=== REQUIRED TASK ===
Copy every line of the listing exactly.
....
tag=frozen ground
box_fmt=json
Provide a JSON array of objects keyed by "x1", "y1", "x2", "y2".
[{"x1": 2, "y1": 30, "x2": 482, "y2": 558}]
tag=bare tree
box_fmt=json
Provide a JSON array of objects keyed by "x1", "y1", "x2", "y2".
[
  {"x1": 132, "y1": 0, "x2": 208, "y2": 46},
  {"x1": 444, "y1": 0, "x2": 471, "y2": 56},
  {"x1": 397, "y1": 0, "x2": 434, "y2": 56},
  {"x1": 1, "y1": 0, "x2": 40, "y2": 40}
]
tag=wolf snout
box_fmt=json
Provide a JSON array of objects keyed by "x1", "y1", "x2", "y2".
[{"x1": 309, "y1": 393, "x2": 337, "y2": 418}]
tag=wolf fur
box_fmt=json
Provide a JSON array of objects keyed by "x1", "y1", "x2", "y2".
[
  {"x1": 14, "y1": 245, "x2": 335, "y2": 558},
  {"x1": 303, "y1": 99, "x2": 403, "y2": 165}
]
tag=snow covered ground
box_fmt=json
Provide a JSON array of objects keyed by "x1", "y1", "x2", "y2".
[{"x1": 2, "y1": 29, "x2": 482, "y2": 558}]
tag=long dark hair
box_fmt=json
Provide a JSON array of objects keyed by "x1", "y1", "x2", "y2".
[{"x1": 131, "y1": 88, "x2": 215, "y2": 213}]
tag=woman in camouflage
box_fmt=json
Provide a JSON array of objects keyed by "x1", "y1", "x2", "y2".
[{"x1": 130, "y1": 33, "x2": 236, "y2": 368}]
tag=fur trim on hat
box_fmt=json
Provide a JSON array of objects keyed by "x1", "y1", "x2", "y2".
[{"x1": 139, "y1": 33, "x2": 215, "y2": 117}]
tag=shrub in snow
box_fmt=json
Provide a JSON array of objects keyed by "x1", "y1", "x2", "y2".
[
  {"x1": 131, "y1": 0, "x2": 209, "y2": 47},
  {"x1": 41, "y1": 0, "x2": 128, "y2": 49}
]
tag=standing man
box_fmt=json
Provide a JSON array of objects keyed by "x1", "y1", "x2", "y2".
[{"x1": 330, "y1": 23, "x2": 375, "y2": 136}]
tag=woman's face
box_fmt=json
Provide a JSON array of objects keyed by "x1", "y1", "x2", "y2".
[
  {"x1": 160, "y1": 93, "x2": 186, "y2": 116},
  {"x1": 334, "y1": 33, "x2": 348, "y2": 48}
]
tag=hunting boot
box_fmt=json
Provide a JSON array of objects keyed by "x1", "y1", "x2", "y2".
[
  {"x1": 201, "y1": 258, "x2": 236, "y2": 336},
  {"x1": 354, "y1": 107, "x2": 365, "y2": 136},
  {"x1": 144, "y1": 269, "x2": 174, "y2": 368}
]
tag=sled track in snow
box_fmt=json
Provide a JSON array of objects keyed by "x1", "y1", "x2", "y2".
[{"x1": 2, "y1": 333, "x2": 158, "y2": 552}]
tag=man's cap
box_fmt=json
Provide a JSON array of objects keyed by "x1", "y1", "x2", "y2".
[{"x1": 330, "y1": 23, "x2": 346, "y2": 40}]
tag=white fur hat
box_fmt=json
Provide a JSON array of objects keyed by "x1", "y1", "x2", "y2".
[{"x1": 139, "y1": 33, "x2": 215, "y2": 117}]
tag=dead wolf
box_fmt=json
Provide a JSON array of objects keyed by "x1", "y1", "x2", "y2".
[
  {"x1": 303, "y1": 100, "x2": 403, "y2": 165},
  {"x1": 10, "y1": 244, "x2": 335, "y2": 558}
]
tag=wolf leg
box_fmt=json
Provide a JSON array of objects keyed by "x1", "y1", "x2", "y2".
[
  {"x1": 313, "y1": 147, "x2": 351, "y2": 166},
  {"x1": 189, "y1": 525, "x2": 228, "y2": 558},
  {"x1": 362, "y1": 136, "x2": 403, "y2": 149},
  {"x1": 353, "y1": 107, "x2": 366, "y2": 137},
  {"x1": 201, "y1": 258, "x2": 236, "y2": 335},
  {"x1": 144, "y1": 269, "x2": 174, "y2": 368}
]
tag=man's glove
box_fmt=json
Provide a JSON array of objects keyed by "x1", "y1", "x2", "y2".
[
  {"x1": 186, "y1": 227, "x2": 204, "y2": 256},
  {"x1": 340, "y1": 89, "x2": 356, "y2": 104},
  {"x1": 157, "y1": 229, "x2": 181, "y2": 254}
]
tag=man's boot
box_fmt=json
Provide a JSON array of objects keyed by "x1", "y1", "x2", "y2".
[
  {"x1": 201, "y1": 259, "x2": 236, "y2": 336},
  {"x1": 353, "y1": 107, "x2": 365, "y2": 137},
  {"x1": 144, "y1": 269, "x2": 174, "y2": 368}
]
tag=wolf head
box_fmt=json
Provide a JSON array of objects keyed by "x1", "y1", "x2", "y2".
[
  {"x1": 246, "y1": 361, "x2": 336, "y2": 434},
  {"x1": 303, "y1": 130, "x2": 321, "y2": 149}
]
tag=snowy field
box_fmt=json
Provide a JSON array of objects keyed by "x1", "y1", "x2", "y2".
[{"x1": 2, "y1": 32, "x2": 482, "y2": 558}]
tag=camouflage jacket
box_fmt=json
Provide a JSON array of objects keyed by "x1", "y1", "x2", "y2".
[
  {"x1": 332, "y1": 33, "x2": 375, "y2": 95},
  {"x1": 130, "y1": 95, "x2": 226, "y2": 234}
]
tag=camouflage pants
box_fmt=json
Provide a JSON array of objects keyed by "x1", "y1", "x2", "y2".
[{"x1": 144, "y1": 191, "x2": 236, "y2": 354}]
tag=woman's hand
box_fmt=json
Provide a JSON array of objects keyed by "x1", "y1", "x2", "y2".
....
=== RESULT OF THE TASK ===
tag=frozen ground
box_fmt=json
Provide a JSON array of objects keyed by "x1", "y1", "x2", "y2".
[{"x1": 2, "y1": 30, "x2": 482, "y2": 558}]
tag=bare tree
box_fmt=json
Provide a JSON array of objects keyed by "x1", "y1", "x2", "y2".
[
  {"x1": 132, "y1": 0, "x2": 208, "y2": 46},
  {"x1": 444, "y1": 0, "x2": 471, "y2": 56},
  {"x1": 397, "y1": 0, "x2": 434, "y2": 56},
  {"x1": 1, "y1": 0, "x2": 40, "y2": 40}
]
tag=wolf snout
box_fmt=json
Provide a JSON array of objects keyed by "x1", "y1", "x2", "y2".
[{"x1": 309, "y1": 393, "x2": 337, "y2": 418}]
tag=wolf fur
box_fmt=json
Provide a JSON array of objects keyed by "x1", "y1", "x2", "y2".
[
  {"x1": 14, "y1": 245, "x2": 335, "y2": 558},
  {"x1": 303, "y1": 99, "x2": 403, "y2": 165}
]
tag=snow covered ground
box_fmt=json
Provide a JSON array of objects keyed by "x1", "y1", "x2", "y2".
[{"x1": 2, "y1": 29, "x2": 482, "y2": 558}]
tag=long dark hair
box_fmt=json
Provide a JSON array of objects keyed by "x1", "y1", "x2", "y2".
[{"x1": 131, "y1": 88, "x2": 215, "y2": 213}]
tag=woman in camouflage
box_fmt=json
Provide a JSON array of objects keyed by "x1", "y1", "x2", "y2".
[{"x1": 130, "y1": 33, "x2": 236, "y2": 368}]
tag=fur trim on hat
box_fmt=json
Provide a JSON array of objects keyed by "x1", "y1", "x2", "y2".
[{"x1": 139, "y1": 33, "x2": 215, "y2": 117}]
tag=shrub in snow
box_fmt=json
Provide a JSON array of objects keyed by "x1", "y1", "x2", "y2".
[
  {"x1": 131, "y1": 0, "x2": 209, "y2": 47},
  {"x1": 41, "y1": 0, "x2": 128, "y2": 49}
]
tag=standing man
box_fmt=json
Provide a JSON array of objects keyed by "x1", "y1", "x2", "y2".
[{"x1": 330, "y1": 23, "x2": 375, "y2": 136}]
tag=woman's face
box_fmt=json
Provide a JSON array of objects keyed by "x1", "y1", "x2", "y2".
[
  {"x1": 160, "y1": 93, "x2": 186, "y2": 116},
  {"x1": 334, "y1": 33, "x2": 348, "y2": 48}
]
tag=hunting boot
box_fmt=json
Provide a JSON array of objects keyed by "x1", "y1", "x2", "y2".
[
  {"x1": 201, "y1": 258, "x2": 236, "y2": 336},
  {"x1": 354, "y1": 107, "x2": 365, "y2": 136},
  {"x1": 144, "y1": 269, "x2": 174, "y2": 368}
]
tag=sled track in snow
box_fmt=json
Provide a JSON array of objects keyed by "x1", "y1", "x2", "y2".
[{"x1": 2, "y1": 333, "x2": 158, "y2": 552}]
tag=man's cap
box_fmt=json
Provide a JSON array of objects keyed by "x1", "y1", "x2", "y2".
[{"x1": 330, "y1": 23, "x2": 346, "y2": 40}]
tag=white fur hat
box_fmt=json
Provide a JSON array of objects keyed by "x1", "y1", "x2", "y2".
[{"x1": 139, "y1": 33, "x2": 215, "y2": 117}]
tag=dead wolf
box_fmt=json
Provide a JSON array of objects keyed by "x1", "y1", "x2", "y2".
[
  {"x1": 303, "y1": 100, "x2": 403, "y2": 165},
  {"x1": 10, "y1": 244, "x2": 335, "y2": 558}
]
tag=wolf leg
box_fmt=json
Provide a JSON array of objects keyed by "x1", "y1", "x2", "y2".
[
  {"x1": 313, "y1": 147, "x2": 351, "y2": 166},
  {"x1": 189, "y1": 525, "x2": 228, "y2": 558},
  {"x1": 362, "y1": 136, "x2": 403, "y2": 149},
  {"x1": 353, "y1": 107, "x2": 366, "y2": 137},
  {"x1": 201, "y1": 258, "x2": 236, "y2": 335},
  {"x1": 144, "y1": 269, "x2": 174, "y2": 368}
]
tag=man's glove
box_fmt=json
Provide a JSON array of objects keyed by "x1", "y1", "x2", "y2".
[
  {"x1": 186, "y1": 227, "x2": 204, "y2": 256},
  {"x1": 340, "y1": 89, "x2": 356, "y2": 104},
  {"x1": 157, "y1": 229, "x2": 181, "y2": 254}
]
tag=man's boot
box_fmt=json
Provide a JSON array of objects keyed by "x1", "y1", "x2", "y2".
[
  {"x1": 201, "y1": 259, "x2": 236, "y2": 336},
  {"x1": 353, "y1": 107, "x2": 365, "y2": 137},
  {"x1": 144, "y1": 269, "x2": 174, "y2": 368}
]
tag=wolf head
box_fmt=json
Provide a JSON array of objects keyed by "x1", "y1", "x2", "y2".
[
  {"x1": 246, "y1": 361, "x2": 336, "y2": 434},
  {"x1": 303, "y1": 130, "x2": 321, "y2": 149}
]
tag=snowy field
box_fmt=json
Provide a JSON array of objects keyed by "x1", "y1", "x2", "y2".
[{"x1": 2, "y1": 32, "x2": 482, "y2": 558}]
tag=camouflage jacket
box_fmt=json
Provide a JSON array of objects keyed by "x1", "y1", "x2", "y2".
[
  {"x1": 332, "y1": 33, "x2": 375, "y2": 95},
  {"x1": 130, "y1": 95, "x2": 226, "y2": 234}
]
tag=camouflage pants
box_fmt=json
Provide a JSON array of objects keyed by "x1", "y1", "x2", "y2".
[{"x1": 144, "y1": 191, "x2": 236, "y2": 354}]
tag=woman's hand
box_fmt=json
Provide a JSON array of objects keyed by "x1", "y1", "x2", "y2".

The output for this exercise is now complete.